> [BLOC DE TEXTE]:
◆ ◆ ◆
CHAPITRE I : REVUE DE LA
LITTERATURE
« Intérêt d'une perspective
multicritère pour comprendre les processus de croissance et de
développement »
INTRODUCTION IDENTIFIER LES COMPOSANTES DU SYSTEME
D'EVALUATION
Quelles sont les caractéristiques du cadre
économique actuel ? Quels en sont les nouveaux enjeux sociaux et
politiques ? Les paragraphes suivants tentent de mettre en exergue les
facteurs-clés définissant le contexte de
l'étude...
La réflexion théorique et empirique
relative à la construction d'un système de représentation
doit intégrer un certain nombre de principes échappant aux
approches microéconomiques néoclassiques, qui se focalisent
surtout sur l'équilibre de long terme (modèle d'équilibre
général ou partiel) et la structure des marchés
(économie industrielle). La société exerce une contrainte,
un pouvoir de coercition sur l'individu qui doit intérioriser les
principales règles et les respecter. Les comportements individuels sont
donc socialement déterminés. C'est pourquoi les approches
hétérodoxes présentent un intérêt
évident pour comprendre le fonctionnement de l'économie et
peuvent contribuer à la construction d'un système de
représentation fiable.
Il faut admettre que certaines dimensions
économiques ne peuvent être appréhendées que par des
approches macroéconomiques ou systémiques. Ainsi, il est possible
de cerner un phénomène en identifiant l'ensemble du
système dont il est une partie, c'est-àdire qu'il est
entièrement déterminé par le « tout » auquel il
appartient. Il suffit de connaître ce système de
représentation pour comprendre les propriétés de
l'élément étudié (Baslé et
Gélédan [1988]).
Le premier principe suppose que l'économie est
une partie du système socioculturel. Il faut donc intégrer la
dimension sociale pour comprendre l'économie. Le rôle des
solidarités, la culture des affaires et la coopération sont
autant de facteurs à mettre en exergue. Le second principe souligne
l'importance du cadre institutionnel et du rôle de la loi comme
clés de voûte pour étudier l'économie. Par
conséquent, une approche pluridisciplinaire s'avère
nécessaire. Le troisième principe permet de développer une
vision plus riche et plus complexe de la réalité. En effet, on ne
saurait comprendre pleinement l'économie sans prendre en compte la
hiérarchie, le pouvoir, les conflits, la répartition des
ressources et les écarts de développement. Enfin, le dernier
principe tient à la mise en place d'une méthodologie pragmatique
et inductive favorisant le réalisme et la pertinence. Il s'agit avant
tout d'un système d'observation fondé sur la
représentation et donc sur la modélisation, en vue de
l'interprétation des faits.
◆ ◆ ◆
> [CONSIGNE 1]: Comptez les lignes de la liste qui contiennent la chaîne « gravel » et indiquez uniquement ce nombre.

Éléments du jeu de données
◆ ◆ ◆
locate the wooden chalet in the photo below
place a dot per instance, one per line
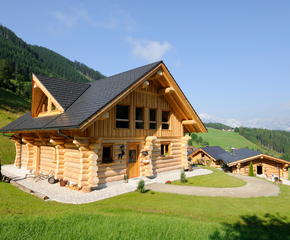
(239, 161)
(207, 156)
(131, 123)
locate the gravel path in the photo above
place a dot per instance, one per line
(61, 194)
(254, 188)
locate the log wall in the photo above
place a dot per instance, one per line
(107, 128)
(47, 161)
(168, 163)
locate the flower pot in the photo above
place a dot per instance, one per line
(62, 182)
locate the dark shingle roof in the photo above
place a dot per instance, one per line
(98, 95)
(214, 151)
(64, 92)
(238, 155)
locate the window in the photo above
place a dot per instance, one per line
(139, 118)
(152, 119)
(44, 106)
(165, 119)
(122, 116)
(165, 149)
(107, 153)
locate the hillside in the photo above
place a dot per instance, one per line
(18, 60)
(226, 139)
(11, 108)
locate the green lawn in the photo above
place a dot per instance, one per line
(226, 139)
(217, 179)
(151, 215)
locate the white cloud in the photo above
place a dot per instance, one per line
(177, 63)
(286, 105)
(272, 124)
(67, 20)
(149, 50)
(116, 18)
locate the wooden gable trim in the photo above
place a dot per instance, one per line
(37, 84)
(119, 98)
(260, 156)
(181, 100)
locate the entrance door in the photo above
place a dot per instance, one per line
(132, 161)
(259, 170)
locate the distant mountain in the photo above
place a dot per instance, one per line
(218, 126)
(21, 60)
(276, 140)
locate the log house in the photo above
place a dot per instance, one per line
(239, 161)
(131, 123)
(207, 156)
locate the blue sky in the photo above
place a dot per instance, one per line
(230, 58)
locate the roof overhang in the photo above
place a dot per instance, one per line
(256, 157)
(172, 93)
(201, 150)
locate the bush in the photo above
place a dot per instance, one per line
(182, 177)
(141, 186)
(251, 170)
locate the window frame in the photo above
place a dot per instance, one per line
(107, 145)
(121, 119)
(139, 121)
(168, 121)
(163, 149)
(153, 122)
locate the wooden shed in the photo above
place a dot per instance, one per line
(131, 123)
(239, 160)
(207, 156)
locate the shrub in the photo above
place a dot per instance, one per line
(251, 170)
(182, 177)
(141, 186)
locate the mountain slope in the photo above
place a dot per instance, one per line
(226, 139)
(25, 59)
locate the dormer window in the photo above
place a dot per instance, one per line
(122, 116)
(165, 120)
(46, 107)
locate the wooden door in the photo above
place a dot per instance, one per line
(133, 161)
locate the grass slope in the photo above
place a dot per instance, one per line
(226, 139)
(11, 108)
(145, 216)
(216, 179)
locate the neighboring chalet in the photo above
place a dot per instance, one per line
(131, 123)
(207, 156)
(239, 161)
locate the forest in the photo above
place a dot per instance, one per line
(276, 140)
(18, 60)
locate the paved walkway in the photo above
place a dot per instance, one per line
(254, 188)
(61, 194)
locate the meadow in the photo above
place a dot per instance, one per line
(151, 215)
(226, 139)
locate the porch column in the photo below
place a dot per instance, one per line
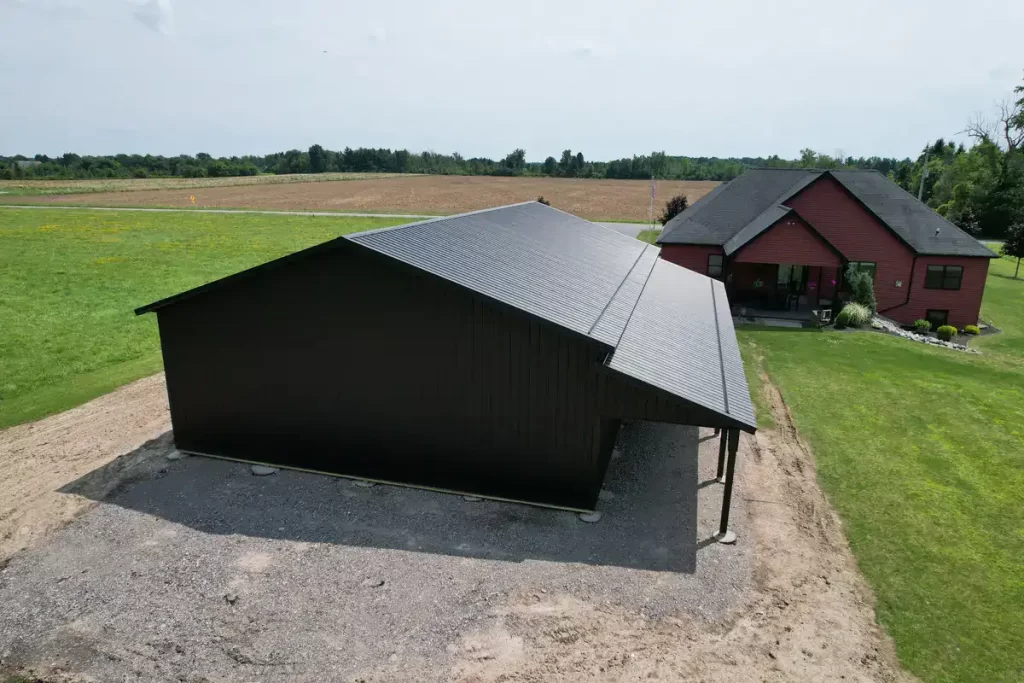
(721, 456)
(724, 535)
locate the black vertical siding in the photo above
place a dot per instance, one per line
(351, 363)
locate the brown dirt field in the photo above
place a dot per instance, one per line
(808, 616)
(596, 200)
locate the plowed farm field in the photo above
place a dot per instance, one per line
(596, 200)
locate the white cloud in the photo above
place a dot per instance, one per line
(156, 14)
(606, 77)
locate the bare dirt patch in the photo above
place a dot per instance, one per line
(596, 200)
(39, 458)
(806, 615)
(810, 615)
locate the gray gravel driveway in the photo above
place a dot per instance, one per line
(204, 571)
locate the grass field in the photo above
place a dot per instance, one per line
(72, 279)
(922, 452)
(648, 236)
(593, 199)
(14, 190)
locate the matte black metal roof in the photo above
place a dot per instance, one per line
(665, 326)
(680, 338)
(542, 260)
(733, 213)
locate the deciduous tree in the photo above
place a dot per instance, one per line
(1014, 245)
(317, 160)
(674, 207)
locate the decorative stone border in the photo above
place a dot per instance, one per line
(887, 326)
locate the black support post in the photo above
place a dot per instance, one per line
(721, 455)
(730, 473)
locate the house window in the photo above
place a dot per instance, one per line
(943, 276)
(715, 265)
(863, 266)
(936, 317)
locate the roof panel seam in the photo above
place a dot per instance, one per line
(637, 302)
(615, 293)
(718, 335)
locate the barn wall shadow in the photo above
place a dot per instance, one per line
(649, 507)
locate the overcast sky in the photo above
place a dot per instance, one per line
(608, 78)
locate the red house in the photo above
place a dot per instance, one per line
(782, 239)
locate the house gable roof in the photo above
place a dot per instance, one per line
(748, 242)
(589, 280)
(758, 193)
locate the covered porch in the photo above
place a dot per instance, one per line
(782, 290)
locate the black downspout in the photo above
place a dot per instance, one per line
(721, 456)
(909, 287)
(724, 535)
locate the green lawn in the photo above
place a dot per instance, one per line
(922, 452)
(70, 281)
(648, 236)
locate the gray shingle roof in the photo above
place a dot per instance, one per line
(925, 230)
(663, 325)
(727, 209)
(762, 222)
(735, 213)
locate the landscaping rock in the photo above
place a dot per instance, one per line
(889, 327)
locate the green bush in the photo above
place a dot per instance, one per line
(853, 315)
(861, 288)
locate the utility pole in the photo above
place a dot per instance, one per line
(921, 190)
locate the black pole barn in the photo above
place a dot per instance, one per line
(493, 353)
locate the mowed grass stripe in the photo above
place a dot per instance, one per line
(71, 281)
(922, 452)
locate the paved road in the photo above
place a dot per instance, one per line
(632, 229)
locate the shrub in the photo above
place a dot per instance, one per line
(674, 207)
(853, 315)
(861, 288)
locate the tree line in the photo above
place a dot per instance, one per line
◆ ◆ ◆
> [CONSIGNE 2]: Dans la revue de la littérature, reprenez le passage compris entre « Il faut admettre » et « Gélédan [1988]). », bornes incluses, en remplaçant « phénomène » par « processus ».

> [RÉPONSE 1]: 2

> [RÉPONSE 2]:
Il faut admettre que certaines dimensions
économiques ne peuvent être appréhendées que par des
approches macroéconomiques ou systémiques. Ainsi, il est possible
de cerner un processus en identifiant l'ensemble du
système dont il est une partie, c'est-àdire qu'il est
entièrement déterminé par le « tout » auquel il
appartient. Il suffit de connaître ce système de
représentation pour comprendre les propriétés de
l'élément étudié (Baslé et
Gélédan [1988]).